▶ _GIVEN PROBLEM_: Report every line in the listing below that contains the string "pointer", treating uppercase and lowercase as different.

▶ _DATA TO PROCESS_:
============================================================

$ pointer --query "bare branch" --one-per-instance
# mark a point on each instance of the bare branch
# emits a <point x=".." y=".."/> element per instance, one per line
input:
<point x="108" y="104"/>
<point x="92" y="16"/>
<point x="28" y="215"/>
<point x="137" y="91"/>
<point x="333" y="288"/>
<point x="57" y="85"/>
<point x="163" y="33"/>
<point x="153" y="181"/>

============================================================

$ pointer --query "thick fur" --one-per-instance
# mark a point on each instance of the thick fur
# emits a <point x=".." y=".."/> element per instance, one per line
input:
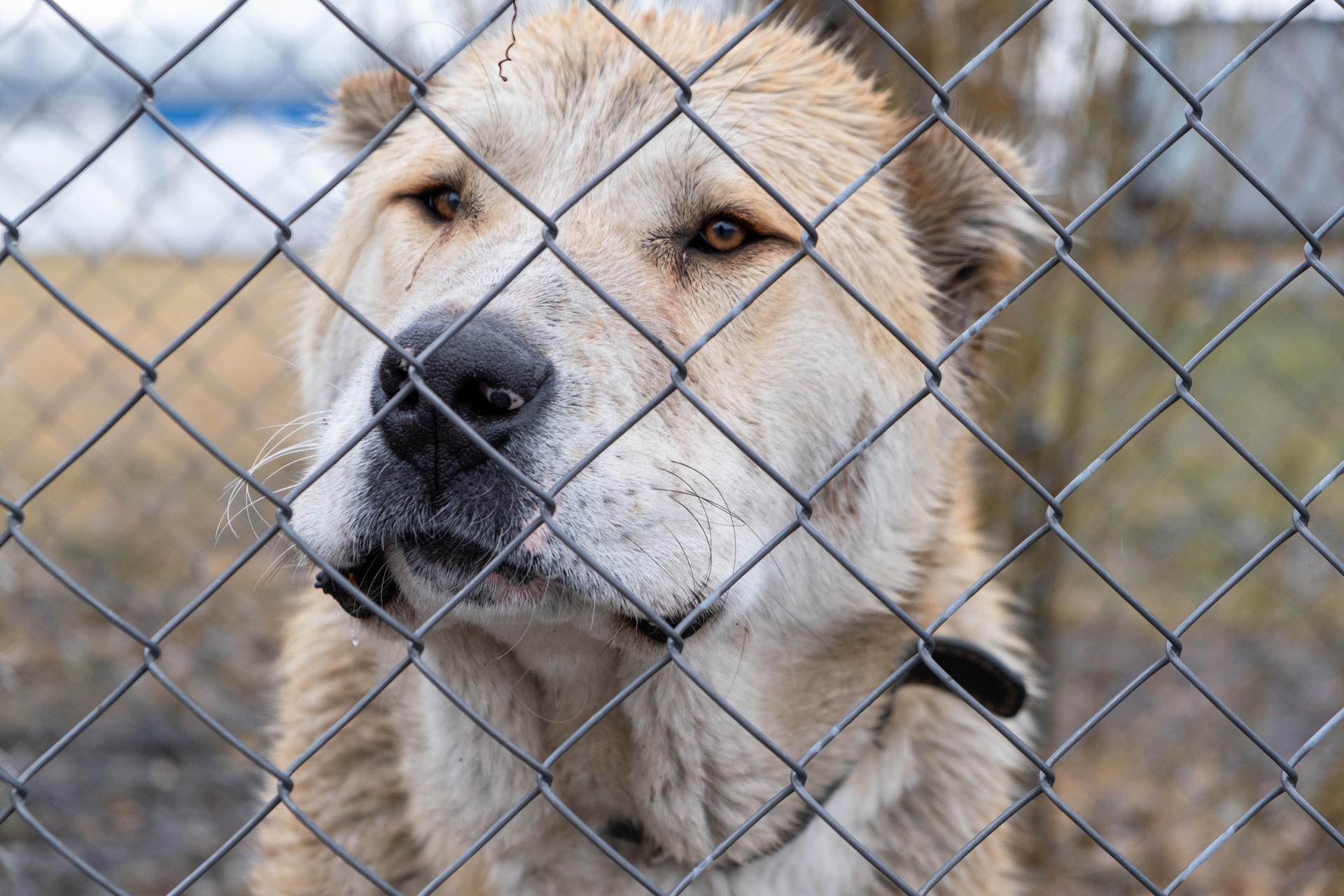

============================================================

▶ _SOLUTION FOR THIS TASK_:
$ pointer --query "bare branch" --one-per-instance
$ pointer --query "thick fur" --one-per-instance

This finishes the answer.